Textabschnitt
※

Gibt es. In Essen und Dortmund. Anwälte – auch gut bezahlte – würden sich bei so einem Stundensatz die Finger lecken.
Das ist nur ein ganz kleines bisschen polemisch. Denn nach den Feststellungen des LAG Düsseldorf (Urteil vom 9.02.2012 – 4 Sa 1025/11) und der zugehörigen Revisionsentscheidung vom 15. Mai 2013 (Urteil vom 15.05.2013 – 10 AZR 325/12) hat die Klägerin im Januar 2011 5,5 Stunden insgesamt gearbeitet und 7.500 EUR Gehalt kassiert. Zu Recht, meinte sie: Man hatte vergessen, in ihrem Arbeitsvertrag anzugeben, wie viele Stunden sie überhaupt für ihre 90.000 EUR brutto im Jahr zu arbeiten habe.
Der – echte, Sie können es nachprüfen – Fall wurde ein solcher, als die Arbeitnehmerin ihr „Recht“ einklagte, sich ihre Arbeitszeit bei gleichbleibendem Gehalt selbst auszusuchen. Sie maulte auch, dass man ohnehin nicht genug Arbeit für sie habe und es ja nur darauf ankomme, dass sie die anfallenden Aufgaben erledige. Mehr könne man nicht verlangen.
Nur vorweg: Sie hat in allen drei Instanzen verloren.
Die Frage ist nur, warum. Denn klar ist eigentlich: So eine Dreistigkeit kann man nicht mitmachen. Aber wie begründet man das? Es fehlt nun einmal wirklich an jeder Vereinbarung.
Das BAG wählte weitgehend die Lösung der Berufungsinstanz. Die lautet, dass im Zweifel die „betriebsübliche“ Arbeitszeit ausschlaggebend sei. Beim BAG liest man das in der Pressemitteilung so:
Der Arbeitsvertrag der Parteien setzt als Maß der zu leistenden Arbeit die betriebsübliche Arbeitszeit voraus. Anhaltspunkte für die Vereinbarung einer dem Zeitmaß enthobenen Arbeitspflicht bestehen nicht.

※

Einträge zur Ortsbeschriftung
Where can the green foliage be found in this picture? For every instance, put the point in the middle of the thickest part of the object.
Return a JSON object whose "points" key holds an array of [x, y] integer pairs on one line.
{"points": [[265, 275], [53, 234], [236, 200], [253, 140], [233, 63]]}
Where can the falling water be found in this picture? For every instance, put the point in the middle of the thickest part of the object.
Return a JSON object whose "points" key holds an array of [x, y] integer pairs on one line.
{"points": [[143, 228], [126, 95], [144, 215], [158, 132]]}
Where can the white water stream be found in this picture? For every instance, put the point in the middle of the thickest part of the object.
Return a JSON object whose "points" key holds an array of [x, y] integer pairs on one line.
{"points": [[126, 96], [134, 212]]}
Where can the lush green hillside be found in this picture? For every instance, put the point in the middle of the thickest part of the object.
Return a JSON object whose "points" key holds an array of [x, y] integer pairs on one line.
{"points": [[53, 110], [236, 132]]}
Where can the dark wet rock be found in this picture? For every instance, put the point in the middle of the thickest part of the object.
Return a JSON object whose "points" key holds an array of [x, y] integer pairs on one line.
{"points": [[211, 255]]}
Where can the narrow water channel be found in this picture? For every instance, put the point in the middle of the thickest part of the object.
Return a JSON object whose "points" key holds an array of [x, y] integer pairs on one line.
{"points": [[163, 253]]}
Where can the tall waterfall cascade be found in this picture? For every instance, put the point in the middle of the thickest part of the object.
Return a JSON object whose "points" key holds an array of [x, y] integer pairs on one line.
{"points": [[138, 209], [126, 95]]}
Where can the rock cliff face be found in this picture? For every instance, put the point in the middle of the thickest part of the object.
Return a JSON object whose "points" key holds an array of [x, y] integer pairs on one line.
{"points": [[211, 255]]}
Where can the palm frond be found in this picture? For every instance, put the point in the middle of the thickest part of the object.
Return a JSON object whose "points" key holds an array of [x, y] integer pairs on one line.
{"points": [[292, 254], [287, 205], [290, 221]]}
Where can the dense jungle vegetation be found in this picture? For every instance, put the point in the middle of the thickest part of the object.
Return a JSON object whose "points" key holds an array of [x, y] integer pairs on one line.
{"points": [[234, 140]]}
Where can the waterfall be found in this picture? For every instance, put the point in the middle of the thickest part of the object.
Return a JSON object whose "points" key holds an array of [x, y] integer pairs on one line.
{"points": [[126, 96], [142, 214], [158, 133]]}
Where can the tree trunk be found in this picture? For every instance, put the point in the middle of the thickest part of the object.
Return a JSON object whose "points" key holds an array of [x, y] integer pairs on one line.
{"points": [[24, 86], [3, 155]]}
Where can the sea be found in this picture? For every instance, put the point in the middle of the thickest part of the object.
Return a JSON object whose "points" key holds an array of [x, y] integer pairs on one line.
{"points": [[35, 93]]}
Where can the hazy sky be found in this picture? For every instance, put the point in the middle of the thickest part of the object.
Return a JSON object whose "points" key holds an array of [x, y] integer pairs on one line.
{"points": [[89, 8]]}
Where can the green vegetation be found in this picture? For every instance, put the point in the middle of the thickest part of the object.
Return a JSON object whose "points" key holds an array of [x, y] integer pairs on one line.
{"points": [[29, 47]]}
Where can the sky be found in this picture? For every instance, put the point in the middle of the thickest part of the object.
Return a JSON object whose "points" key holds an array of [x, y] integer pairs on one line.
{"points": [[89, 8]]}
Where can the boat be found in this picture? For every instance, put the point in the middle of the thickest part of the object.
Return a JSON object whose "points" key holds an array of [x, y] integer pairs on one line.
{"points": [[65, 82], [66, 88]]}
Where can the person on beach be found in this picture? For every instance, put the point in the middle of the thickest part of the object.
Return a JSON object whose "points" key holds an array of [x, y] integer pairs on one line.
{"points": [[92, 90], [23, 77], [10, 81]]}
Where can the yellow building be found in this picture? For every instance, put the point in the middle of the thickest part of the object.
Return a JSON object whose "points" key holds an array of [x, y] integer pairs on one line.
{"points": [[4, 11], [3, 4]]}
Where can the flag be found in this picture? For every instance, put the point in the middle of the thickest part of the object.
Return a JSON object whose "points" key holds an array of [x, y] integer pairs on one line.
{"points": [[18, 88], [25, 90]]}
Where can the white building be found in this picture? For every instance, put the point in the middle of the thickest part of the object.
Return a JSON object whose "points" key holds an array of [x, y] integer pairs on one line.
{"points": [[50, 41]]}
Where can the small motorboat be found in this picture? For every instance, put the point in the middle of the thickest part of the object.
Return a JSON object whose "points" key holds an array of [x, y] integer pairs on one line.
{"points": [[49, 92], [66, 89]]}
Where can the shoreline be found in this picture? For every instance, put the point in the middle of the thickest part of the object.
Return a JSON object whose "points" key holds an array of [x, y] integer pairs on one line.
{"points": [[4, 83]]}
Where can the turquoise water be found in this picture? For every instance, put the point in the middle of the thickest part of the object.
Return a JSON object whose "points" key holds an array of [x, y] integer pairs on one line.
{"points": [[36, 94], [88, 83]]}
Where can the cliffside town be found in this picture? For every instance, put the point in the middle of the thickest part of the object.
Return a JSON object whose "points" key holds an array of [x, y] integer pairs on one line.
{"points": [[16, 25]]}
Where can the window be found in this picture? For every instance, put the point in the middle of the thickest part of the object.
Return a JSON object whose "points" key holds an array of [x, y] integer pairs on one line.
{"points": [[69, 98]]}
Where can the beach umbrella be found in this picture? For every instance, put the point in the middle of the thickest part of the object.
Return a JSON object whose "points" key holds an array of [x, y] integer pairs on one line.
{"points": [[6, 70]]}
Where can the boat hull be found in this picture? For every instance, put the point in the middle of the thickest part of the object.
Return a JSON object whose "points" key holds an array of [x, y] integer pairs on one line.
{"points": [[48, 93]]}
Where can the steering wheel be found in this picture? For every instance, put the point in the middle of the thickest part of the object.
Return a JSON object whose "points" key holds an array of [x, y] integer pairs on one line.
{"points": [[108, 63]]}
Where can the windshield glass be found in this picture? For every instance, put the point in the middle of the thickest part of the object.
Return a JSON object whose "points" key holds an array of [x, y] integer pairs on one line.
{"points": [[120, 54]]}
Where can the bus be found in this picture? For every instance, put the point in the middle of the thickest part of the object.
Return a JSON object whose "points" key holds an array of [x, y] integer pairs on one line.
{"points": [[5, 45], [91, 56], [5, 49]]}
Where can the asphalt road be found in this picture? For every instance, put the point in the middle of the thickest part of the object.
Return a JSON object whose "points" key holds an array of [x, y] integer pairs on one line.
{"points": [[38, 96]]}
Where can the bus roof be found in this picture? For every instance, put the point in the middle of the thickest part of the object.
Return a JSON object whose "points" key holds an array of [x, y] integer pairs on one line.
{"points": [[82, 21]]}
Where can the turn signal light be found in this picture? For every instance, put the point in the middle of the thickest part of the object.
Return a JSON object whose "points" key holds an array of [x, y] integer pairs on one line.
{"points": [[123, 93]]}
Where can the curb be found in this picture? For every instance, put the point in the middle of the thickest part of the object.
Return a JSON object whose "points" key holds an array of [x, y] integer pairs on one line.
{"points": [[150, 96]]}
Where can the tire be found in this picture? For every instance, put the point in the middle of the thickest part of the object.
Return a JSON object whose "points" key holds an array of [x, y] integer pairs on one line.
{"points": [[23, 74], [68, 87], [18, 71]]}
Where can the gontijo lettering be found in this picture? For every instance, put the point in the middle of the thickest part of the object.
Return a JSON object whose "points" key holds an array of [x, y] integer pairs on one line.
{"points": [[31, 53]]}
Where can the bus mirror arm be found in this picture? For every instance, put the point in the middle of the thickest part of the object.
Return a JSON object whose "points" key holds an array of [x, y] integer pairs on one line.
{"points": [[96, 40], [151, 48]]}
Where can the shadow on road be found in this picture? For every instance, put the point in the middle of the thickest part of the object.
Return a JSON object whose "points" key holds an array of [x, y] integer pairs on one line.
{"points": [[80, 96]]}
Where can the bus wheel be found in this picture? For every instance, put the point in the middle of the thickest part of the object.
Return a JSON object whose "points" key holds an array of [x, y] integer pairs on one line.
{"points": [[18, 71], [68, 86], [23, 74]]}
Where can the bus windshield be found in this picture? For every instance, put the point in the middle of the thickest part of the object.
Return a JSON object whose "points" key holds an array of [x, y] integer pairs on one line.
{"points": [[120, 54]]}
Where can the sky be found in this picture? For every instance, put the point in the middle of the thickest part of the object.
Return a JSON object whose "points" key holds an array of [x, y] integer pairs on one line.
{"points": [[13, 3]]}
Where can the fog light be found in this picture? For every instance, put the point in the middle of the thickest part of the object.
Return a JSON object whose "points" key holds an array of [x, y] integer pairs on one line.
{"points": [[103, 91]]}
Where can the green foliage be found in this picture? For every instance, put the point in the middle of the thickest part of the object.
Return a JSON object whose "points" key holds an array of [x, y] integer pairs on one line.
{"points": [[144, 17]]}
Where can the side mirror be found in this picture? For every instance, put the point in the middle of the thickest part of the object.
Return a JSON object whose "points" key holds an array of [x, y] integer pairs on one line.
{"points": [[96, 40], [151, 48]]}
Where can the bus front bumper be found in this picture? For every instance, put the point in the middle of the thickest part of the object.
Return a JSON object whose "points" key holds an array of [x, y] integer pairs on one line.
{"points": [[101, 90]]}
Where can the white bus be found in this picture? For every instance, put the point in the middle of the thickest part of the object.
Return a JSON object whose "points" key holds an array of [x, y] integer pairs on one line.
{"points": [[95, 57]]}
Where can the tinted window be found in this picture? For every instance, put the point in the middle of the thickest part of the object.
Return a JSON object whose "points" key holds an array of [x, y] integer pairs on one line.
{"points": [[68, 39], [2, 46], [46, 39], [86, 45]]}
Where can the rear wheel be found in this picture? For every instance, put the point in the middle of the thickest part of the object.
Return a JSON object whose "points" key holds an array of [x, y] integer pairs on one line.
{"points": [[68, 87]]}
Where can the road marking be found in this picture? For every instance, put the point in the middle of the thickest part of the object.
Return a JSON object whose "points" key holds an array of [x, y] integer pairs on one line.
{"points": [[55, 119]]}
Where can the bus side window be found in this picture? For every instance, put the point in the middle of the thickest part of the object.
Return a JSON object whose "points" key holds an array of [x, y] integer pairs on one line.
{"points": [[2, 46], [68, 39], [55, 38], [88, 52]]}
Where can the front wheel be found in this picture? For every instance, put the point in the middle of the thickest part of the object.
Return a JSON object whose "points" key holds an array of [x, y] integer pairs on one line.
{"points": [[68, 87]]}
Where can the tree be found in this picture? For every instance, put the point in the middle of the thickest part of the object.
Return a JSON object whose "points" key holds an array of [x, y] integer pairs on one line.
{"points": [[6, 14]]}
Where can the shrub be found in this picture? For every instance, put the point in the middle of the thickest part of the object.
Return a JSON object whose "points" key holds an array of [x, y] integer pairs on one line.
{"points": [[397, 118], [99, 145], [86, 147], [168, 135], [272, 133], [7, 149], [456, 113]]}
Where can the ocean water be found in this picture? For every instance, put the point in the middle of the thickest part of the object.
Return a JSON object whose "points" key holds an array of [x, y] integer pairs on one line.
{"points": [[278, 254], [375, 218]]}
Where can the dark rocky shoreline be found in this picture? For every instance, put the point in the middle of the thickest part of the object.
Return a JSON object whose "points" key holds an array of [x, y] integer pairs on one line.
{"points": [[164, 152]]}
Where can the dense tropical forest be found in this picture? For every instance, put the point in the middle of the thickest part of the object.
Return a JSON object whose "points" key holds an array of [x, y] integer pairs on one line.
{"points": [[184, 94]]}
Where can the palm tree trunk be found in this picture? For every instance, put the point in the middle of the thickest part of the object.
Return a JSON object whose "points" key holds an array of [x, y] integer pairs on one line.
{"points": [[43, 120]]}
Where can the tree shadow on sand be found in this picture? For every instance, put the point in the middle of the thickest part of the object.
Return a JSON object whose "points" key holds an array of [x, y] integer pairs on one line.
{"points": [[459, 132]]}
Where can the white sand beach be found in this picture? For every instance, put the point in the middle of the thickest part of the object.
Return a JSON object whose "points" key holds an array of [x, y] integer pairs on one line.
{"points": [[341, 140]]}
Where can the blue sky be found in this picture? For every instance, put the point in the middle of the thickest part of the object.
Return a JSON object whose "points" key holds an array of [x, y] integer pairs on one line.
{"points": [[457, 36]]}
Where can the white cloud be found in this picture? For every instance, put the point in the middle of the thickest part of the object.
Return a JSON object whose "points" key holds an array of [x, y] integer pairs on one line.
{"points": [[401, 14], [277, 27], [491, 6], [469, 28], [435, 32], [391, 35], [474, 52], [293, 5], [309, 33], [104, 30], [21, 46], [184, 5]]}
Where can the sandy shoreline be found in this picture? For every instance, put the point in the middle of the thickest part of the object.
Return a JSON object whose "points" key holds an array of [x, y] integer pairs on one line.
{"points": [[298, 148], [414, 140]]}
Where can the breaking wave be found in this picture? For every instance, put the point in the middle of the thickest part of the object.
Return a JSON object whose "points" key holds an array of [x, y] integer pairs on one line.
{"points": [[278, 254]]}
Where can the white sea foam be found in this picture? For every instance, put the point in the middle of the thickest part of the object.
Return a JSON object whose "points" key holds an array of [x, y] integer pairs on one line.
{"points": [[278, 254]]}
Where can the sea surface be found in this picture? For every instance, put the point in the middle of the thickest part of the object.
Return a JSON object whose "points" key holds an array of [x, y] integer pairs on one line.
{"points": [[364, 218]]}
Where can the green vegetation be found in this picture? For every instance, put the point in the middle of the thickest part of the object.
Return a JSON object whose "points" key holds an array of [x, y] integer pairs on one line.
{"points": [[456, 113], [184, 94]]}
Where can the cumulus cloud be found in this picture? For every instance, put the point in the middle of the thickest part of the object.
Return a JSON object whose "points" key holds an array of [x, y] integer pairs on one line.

※

Aufgabe 1
Wie viele Stunden hat die Klägerin laut dem Text über das Arbeitszeiturteil im Januar 2011 insgesamt gearbeitet?
Aufgabe 2
Führe den Text über das Arbeitszeiturteil nach seinem letzten Satz weiter.

Antwort 1
5,5 Stunden

Antwort 2
Alles in Butter; hier gab es sogar eine Betriebsvereinbarung zur Arbeitszeit.
Die Dreistigkeit der Klage – und er Arbeitnehmerin, die offenbar kündigungsgeschützt auf hohem Ross die Füße baumeln lässt und dann noch patzig wird – hat mich sogar weniger beschäftigt als die Frage: Wie tragfähig ist eine solche Begründung?
Zu einem Vertrag gehören übereinstimmende Willenserklärungen. Das haben wir mal gelernt. Da ist auch die Rede davon, dass die „essentialia negotii“ – das Wesentliche des Vertrags – zwischen den Parteien abgesprochen sein müssen (wozu beim Arbeitsvertrag wegen der besonderen Rechtsregel in § 612 Abs. 2 BGB das Arbeitsentgelt übrigens überraschenderweise nicht gehört). Sonst kann ein Vertrag nicht zustande kommen. Also: Der Fall eignet sich für das erste Staatsexamen. Denn man grübelt ja: Wenn an die Arbeitszeit – ein „essentialium“, keine Frage – gar kein Gedanke verschwendet wird, kann man dann „auslegen“, dass „betriebsüblich“ gemeint sei? Und wenn – was mache ich, wenn es keine betriebsübliche Arbeitszeit gibt? Eventuell sogar, weil die Klägerin meine einzige Arbeitnehmerin ist (gut, dann werfe ich sie raus).
Aber ist die Auslegung wirklich so eindeutig oder nur ein Notanker?
Das sollen die Studenten in ihren Klausuren und Hausarbeiten mal begutachten.
Ich denke: So ein Fall bleibt ein Einzelfall. Aber das war Haakjöringsköd auch, und er nagt noch nach Jahrzehnten (bald sind es 100 Jahre): Irgendwie hätte es doch seinen Charme gehabt, die Klage mit der Begründung abzuweisen, die Klägerin könne schon deshalb keinen Erfolg haben, weil sie tatsächlich nie einen wirksamen Arbeitsvertrag geschlossen habe. Würde dem betroffenen Konzern viel Geld einsparen…
Allerdings will ich einschränken: Liest man die Berufungsentscheidung, finden sich im Arbeitsvertrag schon Anhaltspunkte für die Betriebsüblichkeit. Was aber wäre, wenn wirklich jede Vereinbarung fehlt?
Ars gratia artis….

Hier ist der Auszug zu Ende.